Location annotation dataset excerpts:
■ ■ ■ ■ ■
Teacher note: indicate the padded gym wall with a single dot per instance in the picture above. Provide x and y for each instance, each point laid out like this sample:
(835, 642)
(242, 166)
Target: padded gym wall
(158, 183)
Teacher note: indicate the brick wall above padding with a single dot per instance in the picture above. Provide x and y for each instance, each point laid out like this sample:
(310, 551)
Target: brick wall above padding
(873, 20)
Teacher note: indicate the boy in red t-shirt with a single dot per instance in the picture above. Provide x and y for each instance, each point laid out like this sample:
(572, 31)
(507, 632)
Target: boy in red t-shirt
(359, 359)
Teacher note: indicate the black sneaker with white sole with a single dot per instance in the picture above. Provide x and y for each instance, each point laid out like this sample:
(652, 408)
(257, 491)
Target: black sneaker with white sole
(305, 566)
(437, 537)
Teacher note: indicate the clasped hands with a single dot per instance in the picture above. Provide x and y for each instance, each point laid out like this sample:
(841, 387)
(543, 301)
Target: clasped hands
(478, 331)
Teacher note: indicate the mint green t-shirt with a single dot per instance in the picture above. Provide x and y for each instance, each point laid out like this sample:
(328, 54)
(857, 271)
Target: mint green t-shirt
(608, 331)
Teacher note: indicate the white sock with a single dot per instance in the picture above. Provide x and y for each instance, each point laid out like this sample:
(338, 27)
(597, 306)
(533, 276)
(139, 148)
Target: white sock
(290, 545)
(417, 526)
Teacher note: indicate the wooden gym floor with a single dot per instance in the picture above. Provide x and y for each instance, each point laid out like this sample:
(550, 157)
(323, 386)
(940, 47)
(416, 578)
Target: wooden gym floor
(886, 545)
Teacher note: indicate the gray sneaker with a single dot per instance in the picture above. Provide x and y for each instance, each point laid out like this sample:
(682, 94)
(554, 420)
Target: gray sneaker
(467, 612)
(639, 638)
■ ■ ■ ■ ■
TASK STATEMENT | Change every "single dot" in the rows above to "single point" and copy out the rows with nothing else altered.

ANSWER TO THE EXERCISE |
Teacher note: indicate the padded gym wall with a single point per instance in the picture above. Provide x and y for each instance, each point laid out like this sample:
(835, 642)
(242, 166)
Target: padded gym wall
(158, 183)
Teacher note: indicate the brick wall above padding with a single point per instance in the picture above. Provide x and y for each instance, each point laid out like this sample:
(310, 551)
Target: brick wall above padding
(873, 20)
Teacher note: indicate the boy in red t-shirt with a single point per instance in the picture above. Provide x and y for each instance, each point laid out like this sample:
(572, 31)
(507, 632)
Target: boy in red t-shirt
(359, 359)
Teacher note: indicate the black sneaker with white sole with a single point per instance in the picture above. Provide x and y for each instance, each point laid out like this sample:
(652, 408)
(257, 491)
Target: black sneaker with white sole
(305, 566)
(437, 537)
Teacher note: indicate the clasped hands with a single point per instance in the picture above. Provide x and y for each instance, each point laid out like this sample:
(841, 387)
(543, 301)
Target: clasped hands
(478, 331)
Teacher note: indicate the mint green t-shirt with a single point per instance in the picture above. Provide x and y for each instance, each point laid out like this sample:
(328, 54)
(857, 271)
Target: mint green t-shirt
(608, 331)
Teacher note: indicate the white sock with a single point per instance in the picture above. Provide x and y for each instance, each point laid out like this sample:
(338, 27)
(597, 306)
(533, 276)
(139, 148)
Target: white sock
(290, 545)
(417, 526)
Teacher note: indicate the wooden gym floor with a single point per instance in the picture above. Provide x and y for each instance, each point laid out like this sample:
(550, 157)
(323, 386)
(940, 47)
(416, 578)
Target: wooden gym floor
(886, 545)
Teacher note: indicate the gray sneaker with a single point per instance in the picture above. Provide x and y for each instance, each point laid out like this sample:
(682, 94)
(554, 420)
Target: gray sneaker
(467, 612)
(639, 638)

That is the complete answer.